**What the task requires**
Look for the word "power" in the data below, and copy every line that holds it.
* * * * * * * * *
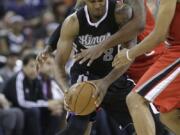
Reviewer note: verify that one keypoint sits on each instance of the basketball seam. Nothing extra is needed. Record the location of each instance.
(88, 100)
(77, 97)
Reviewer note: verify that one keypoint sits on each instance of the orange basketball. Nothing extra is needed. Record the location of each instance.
(82, 102)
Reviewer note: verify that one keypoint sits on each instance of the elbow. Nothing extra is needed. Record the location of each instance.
(161, 38)
(140, 21)
(140, 25)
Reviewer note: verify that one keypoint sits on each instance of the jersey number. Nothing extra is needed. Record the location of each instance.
(108, 55)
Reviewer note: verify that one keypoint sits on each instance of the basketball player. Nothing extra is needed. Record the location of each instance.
(86, 28)
(161, 83)
(132, 28)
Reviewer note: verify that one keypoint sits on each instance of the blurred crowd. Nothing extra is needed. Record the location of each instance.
(30, 102)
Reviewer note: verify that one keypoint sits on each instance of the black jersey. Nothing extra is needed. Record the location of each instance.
(91, 34)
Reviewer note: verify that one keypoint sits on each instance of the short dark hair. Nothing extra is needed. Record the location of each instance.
(26, 58)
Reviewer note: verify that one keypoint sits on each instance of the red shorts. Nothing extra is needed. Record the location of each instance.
(144, 62)
(161, 83)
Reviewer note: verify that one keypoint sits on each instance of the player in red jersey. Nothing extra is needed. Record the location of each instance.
(161, 83)
(143, 62)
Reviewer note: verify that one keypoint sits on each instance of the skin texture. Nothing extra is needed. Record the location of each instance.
(132, 28)
(69, 31)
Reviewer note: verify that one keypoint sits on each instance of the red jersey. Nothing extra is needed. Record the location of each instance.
(174, 32)
(143, 62)
(161, 83)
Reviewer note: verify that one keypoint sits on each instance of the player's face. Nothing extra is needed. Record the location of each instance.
(30, 69)
(96, 8)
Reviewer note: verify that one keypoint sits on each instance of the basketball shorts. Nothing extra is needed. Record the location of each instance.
(161, 83)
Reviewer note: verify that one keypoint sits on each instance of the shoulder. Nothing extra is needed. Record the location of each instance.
(71, 24)
(123, 12)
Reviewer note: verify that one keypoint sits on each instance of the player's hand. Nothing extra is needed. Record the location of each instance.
(101, 89)
(42, 57)
(121, 59)
(68, 100)
(89, 54)
(59, 108)
(52, 104)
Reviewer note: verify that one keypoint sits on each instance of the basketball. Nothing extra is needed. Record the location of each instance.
(82, 102)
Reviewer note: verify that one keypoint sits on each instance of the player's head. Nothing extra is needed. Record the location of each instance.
(29, 65)
(47, 69)
(96, 8)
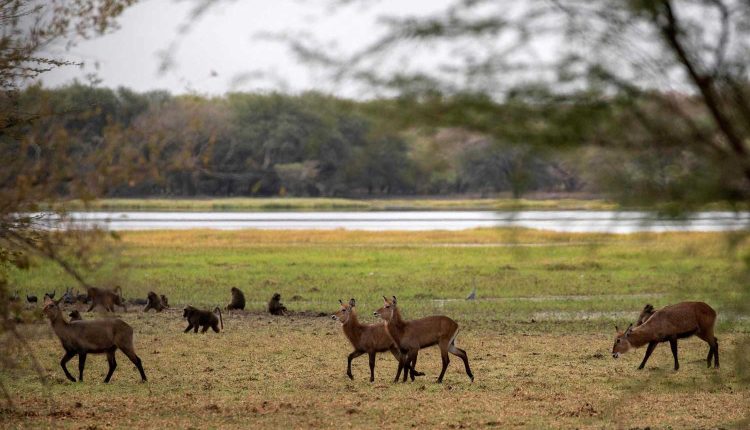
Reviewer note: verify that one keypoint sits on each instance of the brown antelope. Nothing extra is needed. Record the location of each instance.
(411, 336)
(646, 313)
(94, 337)
(671, 323)
(365, 338)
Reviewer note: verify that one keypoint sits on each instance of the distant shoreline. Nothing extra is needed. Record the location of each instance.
(338, 204)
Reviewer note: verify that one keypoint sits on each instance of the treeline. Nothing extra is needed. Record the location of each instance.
(272, 144)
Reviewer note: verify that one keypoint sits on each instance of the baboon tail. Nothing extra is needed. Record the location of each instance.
(218, 309)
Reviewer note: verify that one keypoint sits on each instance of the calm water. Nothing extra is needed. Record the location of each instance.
(563, 221)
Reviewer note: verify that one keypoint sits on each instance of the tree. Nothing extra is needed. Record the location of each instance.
(41, 162)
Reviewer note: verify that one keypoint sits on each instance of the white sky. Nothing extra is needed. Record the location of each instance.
(224, 41)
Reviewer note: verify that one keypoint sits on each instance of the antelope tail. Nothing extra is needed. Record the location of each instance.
(218, 309)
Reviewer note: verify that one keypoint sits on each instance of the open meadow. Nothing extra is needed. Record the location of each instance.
(539, 336)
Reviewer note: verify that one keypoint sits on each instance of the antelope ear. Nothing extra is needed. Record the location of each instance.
(630, 329)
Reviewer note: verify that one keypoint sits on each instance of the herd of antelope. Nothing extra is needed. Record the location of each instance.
(402, 338)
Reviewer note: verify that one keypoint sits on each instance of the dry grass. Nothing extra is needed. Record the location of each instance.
(538, 338)
(334, 204)
(283, 372)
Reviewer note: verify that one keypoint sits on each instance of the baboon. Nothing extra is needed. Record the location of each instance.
(68, 297)
(82, 298)
(197, 318)
(238, 300)
(274, 305)
(106, 298)
(154, 302)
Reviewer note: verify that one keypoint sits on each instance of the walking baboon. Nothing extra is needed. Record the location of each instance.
(106, 298)
(274, 305)
(238, 300)
(154, 302)
(197, 318)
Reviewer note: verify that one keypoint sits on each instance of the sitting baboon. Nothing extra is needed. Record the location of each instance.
(68, 296)
(197, 318)
(106, 298)
(138, 301)
(82, 298)
(238, 300)
(274, 305)
(154, 302)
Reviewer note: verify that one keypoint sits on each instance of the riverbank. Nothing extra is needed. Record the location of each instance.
(335, 204)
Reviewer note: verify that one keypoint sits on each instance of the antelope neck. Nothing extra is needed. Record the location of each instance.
(395, 327)
(352, 327)
(639, 338)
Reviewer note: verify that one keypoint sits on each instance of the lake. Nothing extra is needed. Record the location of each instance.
(561, 221)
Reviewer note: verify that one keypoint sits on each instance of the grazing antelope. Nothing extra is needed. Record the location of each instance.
(365, 338)
(411, 336)
(91, 337)
(671, 323)
(646, 313)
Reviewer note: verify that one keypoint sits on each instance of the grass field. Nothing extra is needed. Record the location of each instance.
(334, 204)
(538, 338)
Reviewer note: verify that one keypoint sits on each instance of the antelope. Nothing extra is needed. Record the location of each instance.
(646, 313)
(91, 336)
(671, 323)
(411, 336)
(365, 338)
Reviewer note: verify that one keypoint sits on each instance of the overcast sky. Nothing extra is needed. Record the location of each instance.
(221, 52)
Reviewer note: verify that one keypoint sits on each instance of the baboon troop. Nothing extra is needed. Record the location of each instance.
(197, 318)
(106, 298)
(155, 302)
(275, 307)
(238, 300)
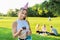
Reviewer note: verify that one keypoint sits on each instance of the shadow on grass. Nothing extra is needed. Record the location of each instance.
(6, 34)
(39, 37)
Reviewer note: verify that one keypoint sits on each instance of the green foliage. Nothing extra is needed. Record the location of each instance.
(6, 27)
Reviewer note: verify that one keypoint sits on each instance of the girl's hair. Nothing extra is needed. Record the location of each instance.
(23, 10)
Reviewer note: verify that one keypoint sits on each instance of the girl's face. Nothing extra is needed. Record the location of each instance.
(22, 14)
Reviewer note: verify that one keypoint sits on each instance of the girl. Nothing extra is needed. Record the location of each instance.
(20, 25)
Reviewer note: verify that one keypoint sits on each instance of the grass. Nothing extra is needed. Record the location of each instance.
(6, 29)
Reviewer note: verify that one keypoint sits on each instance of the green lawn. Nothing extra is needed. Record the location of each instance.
(6, 23)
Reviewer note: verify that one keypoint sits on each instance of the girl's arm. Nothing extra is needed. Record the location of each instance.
(14, 31)
(30, 32)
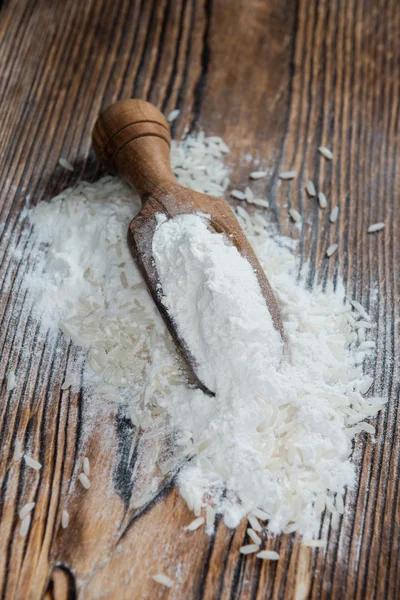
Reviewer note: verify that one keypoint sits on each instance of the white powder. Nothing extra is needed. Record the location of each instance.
(214, 296)
(277, 436)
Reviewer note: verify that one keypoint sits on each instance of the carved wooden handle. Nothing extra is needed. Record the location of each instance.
(132, 138)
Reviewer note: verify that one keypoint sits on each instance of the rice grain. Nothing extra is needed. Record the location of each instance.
(375, 227)
(310, 189)
(174, 114)
(249, 549)
(323, 202)
(25, 524)
(64, 519)
(163, 580)
(332, 249)
(326, 153)
(65, 164)
(296, 216)
(195, 524)
(25, 510)
(84, 480)
(31, 462)
(257, 174)
(268, 555)
(253, 536)
(334, 214)
(287, 175)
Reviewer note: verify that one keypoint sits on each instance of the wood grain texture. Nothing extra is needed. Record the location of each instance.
(275, 78)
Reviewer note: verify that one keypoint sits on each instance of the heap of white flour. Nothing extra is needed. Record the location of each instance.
(277, 436)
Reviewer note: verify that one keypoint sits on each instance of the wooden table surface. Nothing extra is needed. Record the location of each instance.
(276, 79)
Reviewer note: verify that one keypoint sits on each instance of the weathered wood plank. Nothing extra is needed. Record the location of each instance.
(276, 79)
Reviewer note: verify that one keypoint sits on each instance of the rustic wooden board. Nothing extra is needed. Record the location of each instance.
(276, 78)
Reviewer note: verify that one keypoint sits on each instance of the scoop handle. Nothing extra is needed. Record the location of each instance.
(132, 138)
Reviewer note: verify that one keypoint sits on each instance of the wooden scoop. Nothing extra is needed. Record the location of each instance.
(132, 138)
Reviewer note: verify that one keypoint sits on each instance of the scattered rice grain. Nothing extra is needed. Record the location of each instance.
(174, 114)
(268, 555)
(296, 216)
(257, 174)
(310, 189)
(11, 381)
(86, 466)
(195, 524)
(254, 523)
(31, 462)
(25, 510)
(253, 536)
(334, 214)
(315, 543)
(65, 164)
(84, 480)
(64, 519)
(326, 153)
(25, 524)
(238, 195)
(249, 549)
(323, 202)
(286, 175)
(332, 249)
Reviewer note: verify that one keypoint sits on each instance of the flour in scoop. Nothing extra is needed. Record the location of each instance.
(213, 295)
(276, 441)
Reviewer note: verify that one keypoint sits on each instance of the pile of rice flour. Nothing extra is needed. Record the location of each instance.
(277, 437)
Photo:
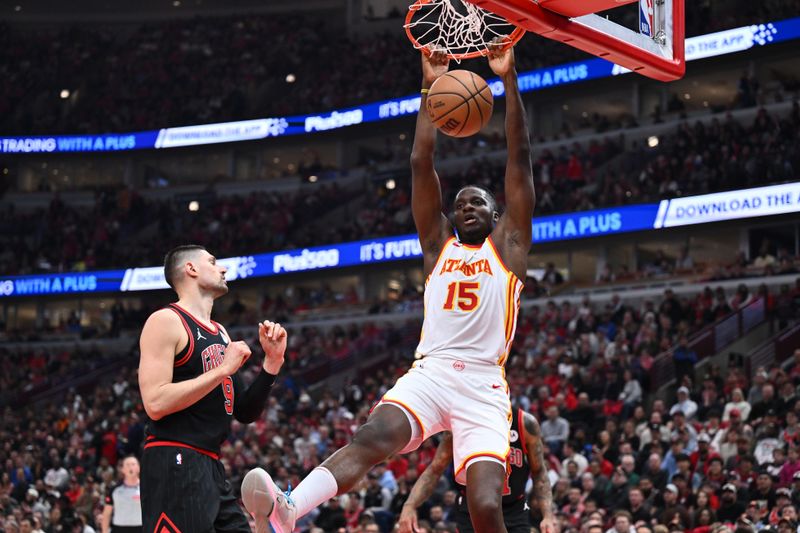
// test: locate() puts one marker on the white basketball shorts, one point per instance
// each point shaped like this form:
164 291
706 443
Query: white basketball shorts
468 399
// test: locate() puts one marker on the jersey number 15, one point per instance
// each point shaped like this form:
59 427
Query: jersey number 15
462 294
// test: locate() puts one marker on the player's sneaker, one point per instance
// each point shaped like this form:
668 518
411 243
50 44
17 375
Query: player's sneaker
268 505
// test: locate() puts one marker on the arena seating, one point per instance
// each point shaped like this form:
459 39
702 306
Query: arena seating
189 71
125 228
582 359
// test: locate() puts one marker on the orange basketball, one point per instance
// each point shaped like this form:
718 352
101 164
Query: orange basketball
460 103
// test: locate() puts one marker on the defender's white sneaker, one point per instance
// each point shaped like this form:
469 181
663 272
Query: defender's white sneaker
268 505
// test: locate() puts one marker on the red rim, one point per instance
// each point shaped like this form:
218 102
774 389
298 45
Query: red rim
514 37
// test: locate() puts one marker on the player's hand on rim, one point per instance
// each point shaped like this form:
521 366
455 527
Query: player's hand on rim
272 337
501 56
434 64
236 353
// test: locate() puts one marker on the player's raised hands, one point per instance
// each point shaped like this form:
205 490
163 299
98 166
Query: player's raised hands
501 56
236 353
434 64
272 337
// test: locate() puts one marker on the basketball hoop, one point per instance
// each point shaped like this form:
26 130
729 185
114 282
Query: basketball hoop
458 28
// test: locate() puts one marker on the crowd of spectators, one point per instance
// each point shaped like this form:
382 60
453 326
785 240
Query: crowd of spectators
189 71
583 370
125 229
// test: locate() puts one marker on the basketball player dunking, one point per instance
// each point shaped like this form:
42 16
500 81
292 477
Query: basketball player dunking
526 460
471 303
191 389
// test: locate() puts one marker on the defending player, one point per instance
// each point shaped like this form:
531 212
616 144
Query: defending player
525 460
191 391
471 303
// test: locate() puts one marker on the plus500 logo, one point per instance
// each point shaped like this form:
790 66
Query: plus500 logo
305 260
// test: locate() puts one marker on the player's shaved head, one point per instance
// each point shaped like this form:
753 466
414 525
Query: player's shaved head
486 192
175 259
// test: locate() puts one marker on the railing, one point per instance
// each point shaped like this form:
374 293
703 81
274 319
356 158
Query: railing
711 339
776 349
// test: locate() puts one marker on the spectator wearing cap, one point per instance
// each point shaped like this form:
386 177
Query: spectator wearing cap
684 430
796 488
730 508
654 472
767 403
590 489
783 498
729 441
788 520
767 443
745 473
331 516
787 398
778 460
715 476
738 404
672 507
684 404
790 434
684 358
684 464
637 506
754 395
669 464
655 430
571 455
702 454
756 513
623 523
790 468
764 489
555 430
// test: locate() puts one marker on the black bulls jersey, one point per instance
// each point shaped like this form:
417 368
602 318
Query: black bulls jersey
516 464
205 424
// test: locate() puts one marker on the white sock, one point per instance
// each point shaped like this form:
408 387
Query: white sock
317 488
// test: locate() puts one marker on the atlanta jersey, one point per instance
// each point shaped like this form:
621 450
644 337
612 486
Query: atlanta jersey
471 305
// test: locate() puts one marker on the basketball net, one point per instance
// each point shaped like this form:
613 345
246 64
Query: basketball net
458 28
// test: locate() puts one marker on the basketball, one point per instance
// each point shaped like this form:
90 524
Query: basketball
460 103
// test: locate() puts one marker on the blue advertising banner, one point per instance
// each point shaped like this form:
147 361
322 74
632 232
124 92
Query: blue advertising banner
702 46
731 205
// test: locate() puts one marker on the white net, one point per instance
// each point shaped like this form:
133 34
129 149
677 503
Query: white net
456 27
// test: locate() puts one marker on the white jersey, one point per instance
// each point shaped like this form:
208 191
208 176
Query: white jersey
471 305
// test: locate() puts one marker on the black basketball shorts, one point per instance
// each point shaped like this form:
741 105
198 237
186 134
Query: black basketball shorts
516 518
184 490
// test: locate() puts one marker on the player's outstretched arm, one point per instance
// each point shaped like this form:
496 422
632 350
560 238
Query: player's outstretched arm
423 488
426 192
162 337
542 494
520 195
272 337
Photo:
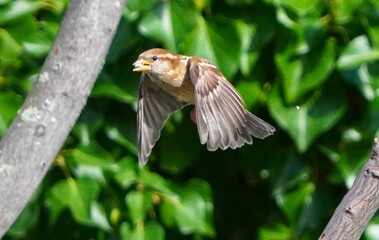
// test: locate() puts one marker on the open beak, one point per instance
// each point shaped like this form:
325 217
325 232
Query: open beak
141 65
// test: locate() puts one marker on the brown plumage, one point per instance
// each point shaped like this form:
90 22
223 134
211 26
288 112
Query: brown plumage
170 81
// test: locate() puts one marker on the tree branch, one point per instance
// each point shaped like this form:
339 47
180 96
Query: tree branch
359 204
52 107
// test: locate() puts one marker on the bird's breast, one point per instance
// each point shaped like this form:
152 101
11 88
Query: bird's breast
184 92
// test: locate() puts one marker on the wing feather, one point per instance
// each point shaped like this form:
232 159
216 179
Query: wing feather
154 108
221 118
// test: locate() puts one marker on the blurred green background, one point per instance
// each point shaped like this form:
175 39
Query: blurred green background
310 68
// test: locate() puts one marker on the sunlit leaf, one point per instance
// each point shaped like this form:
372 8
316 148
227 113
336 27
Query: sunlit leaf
18 9
138 203
302 72
275 232
77 195
9 105
306 121
358 52
168 22
211 42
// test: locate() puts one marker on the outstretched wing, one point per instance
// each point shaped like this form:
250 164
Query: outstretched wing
154 107
221 119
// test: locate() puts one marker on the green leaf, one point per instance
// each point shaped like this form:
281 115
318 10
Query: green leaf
302 72
18 9
9 105
168 22
107 89
99 216
138 203
151 231
250 92
300 7
275 232
114 134
306 121
10 50
126 174
190 214
158 183
77 195
211 42
358 52
154 231
293 202
27 219
92 155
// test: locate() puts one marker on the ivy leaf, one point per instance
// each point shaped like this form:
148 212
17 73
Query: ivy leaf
212 42
168 22
77 195
138 202
305 122
358 52
303 62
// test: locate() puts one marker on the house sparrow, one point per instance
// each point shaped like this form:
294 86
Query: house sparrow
170 81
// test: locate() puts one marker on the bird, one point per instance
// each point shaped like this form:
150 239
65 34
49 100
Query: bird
170 81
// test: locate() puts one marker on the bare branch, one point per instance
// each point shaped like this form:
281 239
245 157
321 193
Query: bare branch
359 204
54 104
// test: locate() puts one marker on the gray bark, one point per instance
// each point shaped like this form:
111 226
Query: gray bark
359 204
52 107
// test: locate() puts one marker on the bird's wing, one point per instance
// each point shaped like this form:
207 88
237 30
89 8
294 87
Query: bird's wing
221 119
154 107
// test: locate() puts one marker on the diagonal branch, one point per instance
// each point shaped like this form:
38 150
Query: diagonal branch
359 204
54 104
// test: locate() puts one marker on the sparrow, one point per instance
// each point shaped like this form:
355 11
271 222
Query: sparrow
171 81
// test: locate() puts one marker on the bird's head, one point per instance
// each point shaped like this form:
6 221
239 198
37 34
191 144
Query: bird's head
155 61
161 64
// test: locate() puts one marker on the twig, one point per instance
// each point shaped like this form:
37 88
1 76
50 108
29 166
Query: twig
359 204
52 107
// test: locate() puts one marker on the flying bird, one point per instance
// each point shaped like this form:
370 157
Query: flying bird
171 81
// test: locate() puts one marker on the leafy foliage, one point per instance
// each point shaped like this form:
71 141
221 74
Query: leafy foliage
313 64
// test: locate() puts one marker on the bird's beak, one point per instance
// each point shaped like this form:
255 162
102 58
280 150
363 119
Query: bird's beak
141 65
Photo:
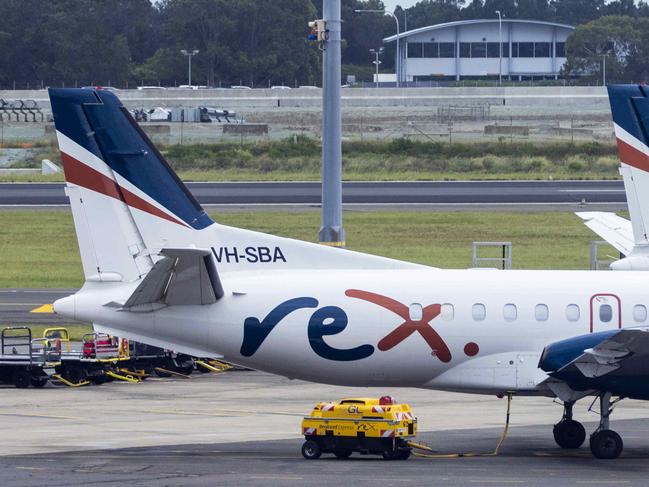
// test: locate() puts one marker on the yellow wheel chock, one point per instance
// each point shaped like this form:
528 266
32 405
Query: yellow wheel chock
214 366
68 383
125 378
140 374
177 374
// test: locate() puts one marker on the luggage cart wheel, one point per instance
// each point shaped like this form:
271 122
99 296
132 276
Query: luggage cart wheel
311 450
39 382
22 379
74 374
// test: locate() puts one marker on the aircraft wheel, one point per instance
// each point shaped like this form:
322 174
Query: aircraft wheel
606 444
311 450
342 453
569 434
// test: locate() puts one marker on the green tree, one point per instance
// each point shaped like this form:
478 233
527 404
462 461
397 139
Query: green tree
622 39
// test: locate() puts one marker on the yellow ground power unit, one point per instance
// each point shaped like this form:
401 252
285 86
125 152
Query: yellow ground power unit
* * * * * * * * *
**Exercise result**
// test: locate() puts one marker on the yellow ground power unit, one point per instance
Query: yellow ground power unit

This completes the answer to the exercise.